** Given data follows **

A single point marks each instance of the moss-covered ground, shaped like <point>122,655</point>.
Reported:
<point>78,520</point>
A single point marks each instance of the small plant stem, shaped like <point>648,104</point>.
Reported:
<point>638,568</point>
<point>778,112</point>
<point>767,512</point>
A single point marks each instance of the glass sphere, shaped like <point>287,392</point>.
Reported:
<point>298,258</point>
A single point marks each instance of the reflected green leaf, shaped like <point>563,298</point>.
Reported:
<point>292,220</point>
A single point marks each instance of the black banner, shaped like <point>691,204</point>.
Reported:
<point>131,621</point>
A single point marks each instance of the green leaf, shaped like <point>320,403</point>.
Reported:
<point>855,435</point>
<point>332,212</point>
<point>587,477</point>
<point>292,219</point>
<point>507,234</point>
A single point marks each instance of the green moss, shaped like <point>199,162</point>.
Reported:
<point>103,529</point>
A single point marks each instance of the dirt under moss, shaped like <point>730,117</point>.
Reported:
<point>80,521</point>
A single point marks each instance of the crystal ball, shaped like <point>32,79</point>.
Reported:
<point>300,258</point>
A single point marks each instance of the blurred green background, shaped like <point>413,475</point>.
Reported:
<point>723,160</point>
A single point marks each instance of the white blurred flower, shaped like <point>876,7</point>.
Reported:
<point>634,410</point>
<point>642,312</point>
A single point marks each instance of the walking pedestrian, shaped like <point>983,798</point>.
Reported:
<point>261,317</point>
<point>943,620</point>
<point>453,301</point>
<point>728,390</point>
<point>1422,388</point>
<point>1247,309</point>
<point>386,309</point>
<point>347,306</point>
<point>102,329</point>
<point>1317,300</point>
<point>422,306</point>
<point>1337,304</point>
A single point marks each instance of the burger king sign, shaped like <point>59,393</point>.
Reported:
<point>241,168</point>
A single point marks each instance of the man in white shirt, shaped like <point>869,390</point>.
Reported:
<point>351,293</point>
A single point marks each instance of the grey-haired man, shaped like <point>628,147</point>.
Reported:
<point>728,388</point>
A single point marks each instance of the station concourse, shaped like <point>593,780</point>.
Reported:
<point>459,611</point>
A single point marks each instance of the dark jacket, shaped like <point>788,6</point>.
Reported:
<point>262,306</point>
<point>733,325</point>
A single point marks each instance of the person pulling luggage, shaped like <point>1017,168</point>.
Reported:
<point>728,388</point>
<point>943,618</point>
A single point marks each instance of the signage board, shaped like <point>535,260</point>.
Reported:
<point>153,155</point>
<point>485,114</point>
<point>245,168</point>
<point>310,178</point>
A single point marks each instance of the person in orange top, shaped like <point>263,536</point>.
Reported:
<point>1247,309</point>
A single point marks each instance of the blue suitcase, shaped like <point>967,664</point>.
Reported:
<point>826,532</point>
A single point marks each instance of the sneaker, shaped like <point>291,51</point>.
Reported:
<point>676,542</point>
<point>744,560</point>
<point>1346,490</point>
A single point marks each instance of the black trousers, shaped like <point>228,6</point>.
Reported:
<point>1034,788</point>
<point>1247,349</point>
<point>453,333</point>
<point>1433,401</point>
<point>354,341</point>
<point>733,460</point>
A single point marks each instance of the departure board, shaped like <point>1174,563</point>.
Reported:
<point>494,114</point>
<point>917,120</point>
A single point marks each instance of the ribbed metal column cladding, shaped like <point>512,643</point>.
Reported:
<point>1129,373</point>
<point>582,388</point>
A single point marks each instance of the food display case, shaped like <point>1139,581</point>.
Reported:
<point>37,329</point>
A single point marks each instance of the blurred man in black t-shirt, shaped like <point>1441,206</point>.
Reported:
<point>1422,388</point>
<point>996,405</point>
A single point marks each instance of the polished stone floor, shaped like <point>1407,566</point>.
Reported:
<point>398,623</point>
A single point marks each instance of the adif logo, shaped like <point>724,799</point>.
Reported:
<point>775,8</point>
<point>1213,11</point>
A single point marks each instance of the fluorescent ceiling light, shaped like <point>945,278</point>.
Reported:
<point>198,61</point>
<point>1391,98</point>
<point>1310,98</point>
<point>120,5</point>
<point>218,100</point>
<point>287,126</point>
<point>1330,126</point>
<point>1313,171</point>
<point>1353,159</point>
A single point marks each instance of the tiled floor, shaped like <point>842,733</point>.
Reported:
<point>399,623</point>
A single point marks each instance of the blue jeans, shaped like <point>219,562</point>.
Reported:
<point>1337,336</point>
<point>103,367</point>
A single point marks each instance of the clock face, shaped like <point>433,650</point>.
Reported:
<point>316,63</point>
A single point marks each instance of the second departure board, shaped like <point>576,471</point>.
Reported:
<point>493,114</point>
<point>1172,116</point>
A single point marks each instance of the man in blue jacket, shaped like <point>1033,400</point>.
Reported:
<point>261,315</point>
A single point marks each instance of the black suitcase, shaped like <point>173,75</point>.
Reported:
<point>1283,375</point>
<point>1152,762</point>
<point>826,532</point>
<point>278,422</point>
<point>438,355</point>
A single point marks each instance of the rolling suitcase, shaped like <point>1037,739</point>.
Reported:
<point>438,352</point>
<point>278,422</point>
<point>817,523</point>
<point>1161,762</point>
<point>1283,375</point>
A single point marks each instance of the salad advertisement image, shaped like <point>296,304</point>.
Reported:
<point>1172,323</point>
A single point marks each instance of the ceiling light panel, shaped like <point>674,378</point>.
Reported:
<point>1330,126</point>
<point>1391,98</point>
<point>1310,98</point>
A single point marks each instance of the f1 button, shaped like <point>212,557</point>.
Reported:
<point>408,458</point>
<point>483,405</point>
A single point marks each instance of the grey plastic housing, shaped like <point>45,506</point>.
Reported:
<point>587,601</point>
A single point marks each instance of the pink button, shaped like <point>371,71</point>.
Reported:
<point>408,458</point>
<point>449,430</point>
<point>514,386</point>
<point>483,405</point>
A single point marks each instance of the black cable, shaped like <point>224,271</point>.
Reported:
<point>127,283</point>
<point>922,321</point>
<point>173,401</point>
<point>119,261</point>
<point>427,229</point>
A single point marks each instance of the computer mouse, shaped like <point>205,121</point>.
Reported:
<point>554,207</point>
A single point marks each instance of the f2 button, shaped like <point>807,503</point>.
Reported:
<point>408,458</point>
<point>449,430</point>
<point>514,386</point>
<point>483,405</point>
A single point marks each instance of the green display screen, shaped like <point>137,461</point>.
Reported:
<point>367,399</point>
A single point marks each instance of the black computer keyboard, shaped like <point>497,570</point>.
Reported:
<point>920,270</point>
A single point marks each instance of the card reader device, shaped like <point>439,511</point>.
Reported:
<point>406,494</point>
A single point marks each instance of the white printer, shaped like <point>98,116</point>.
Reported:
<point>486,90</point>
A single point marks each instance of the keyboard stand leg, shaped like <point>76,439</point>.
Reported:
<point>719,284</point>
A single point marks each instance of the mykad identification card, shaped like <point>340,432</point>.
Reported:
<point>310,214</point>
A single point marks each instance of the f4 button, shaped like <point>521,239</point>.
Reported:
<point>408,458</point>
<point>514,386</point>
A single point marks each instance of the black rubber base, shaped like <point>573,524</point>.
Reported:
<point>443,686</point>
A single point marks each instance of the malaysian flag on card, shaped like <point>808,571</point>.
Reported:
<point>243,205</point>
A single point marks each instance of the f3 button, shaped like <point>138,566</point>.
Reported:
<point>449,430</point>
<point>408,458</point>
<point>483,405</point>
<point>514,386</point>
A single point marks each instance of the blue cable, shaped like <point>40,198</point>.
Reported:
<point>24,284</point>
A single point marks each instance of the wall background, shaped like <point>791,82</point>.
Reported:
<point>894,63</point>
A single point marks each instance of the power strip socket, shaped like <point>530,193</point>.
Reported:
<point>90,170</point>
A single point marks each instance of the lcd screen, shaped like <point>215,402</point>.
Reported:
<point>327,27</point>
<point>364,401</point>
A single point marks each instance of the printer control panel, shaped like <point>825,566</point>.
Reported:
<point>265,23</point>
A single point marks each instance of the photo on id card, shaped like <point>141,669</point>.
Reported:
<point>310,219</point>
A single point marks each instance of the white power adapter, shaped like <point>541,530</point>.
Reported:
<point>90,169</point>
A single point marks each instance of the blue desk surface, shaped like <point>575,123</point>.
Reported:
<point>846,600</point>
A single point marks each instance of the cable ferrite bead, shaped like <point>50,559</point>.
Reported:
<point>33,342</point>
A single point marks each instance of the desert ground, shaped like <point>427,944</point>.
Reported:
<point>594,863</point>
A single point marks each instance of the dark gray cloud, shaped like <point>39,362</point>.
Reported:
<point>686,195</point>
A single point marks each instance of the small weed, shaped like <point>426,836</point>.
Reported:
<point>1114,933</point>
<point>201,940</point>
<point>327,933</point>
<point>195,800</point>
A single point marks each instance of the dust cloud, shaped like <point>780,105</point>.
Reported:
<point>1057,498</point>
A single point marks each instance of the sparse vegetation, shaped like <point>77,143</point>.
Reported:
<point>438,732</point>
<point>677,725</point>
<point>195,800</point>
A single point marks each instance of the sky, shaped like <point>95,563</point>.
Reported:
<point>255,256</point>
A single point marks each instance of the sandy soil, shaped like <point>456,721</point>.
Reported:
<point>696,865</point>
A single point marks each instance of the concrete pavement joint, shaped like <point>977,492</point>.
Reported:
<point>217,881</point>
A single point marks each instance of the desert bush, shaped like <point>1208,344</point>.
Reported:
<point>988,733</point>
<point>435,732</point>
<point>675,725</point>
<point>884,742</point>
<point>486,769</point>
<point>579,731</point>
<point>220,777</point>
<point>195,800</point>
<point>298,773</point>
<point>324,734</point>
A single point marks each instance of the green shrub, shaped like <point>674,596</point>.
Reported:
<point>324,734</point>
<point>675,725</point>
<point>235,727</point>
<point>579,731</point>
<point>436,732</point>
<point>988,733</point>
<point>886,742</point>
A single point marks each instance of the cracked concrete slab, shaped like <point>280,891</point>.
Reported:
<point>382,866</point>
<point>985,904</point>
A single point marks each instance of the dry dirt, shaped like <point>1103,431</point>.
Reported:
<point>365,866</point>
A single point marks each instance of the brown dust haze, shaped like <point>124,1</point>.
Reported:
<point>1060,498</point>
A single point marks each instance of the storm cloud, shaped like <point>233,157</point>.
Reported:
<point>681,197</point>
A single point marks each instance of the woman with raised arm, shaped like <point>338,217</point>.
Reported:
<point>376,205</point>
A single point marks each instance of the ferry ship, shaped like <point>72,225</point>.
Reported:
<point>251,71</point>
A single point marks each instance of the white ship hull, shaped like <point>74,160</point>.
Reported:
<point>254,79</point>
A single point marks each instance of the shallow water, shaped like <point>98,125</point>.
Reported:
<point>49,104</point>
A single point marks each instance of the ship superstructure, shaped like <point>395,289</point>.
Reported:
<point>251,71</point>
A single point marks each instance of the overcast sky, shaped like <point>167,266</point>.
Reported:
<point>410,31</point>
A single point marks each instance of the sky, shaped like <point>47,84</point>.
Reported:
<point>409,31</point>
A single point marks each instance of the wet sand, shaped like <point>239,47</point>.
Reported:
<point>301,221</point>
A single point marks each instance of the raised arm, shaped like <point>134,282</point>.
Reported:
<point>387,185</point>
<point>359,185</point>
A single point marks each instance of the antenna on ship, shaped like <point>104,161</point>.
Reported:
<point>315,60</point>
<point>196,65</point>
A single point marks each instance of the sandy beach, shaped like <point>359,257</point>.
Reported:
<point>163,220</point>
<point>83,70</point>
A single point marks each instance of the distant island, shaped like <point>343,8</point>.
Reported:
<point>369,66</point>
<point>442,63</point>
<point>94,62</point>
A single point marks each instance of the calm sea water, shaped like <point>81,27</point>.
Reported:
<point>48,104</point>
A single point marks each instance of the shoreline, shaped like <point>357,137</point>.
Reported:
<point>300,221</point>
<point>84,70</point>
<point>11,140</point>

** End of Given data **

Among the lines above, find those with the string "cable" and copy them.

A single point marks each instance of the black cable, shaped like <point>224,271</point>.
A single point marks each instance of the blue cable, shaped like <point>40,198</point>.
A single point marks each instance of the cable ferrite bead, shaped like <point>50,559</point>.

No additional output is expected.